What is needed:
Count the lines of the material below that contain the word "animal", and reply with that number only.

Data supplied:
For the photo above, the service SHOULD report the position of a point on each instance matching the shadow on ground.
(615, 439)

---

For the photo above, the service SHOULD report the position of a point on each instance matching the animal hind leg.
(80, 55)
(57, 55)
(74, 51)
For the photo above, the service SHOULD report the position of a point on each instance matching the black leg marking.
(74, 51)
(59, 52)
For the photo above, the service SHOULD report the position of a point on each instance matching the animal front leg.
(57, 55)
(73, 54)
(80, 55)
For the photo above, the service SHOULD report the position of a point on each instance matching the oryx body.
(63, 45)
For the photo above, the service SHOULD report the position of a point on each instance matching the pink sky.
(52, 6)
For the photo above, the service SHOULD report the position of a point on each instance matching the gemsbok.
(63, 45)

--

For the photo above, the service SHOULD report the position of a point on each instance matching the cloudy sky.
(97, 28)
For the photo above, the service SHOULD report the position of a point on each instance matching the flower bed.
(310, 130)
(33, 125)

Written solution:
2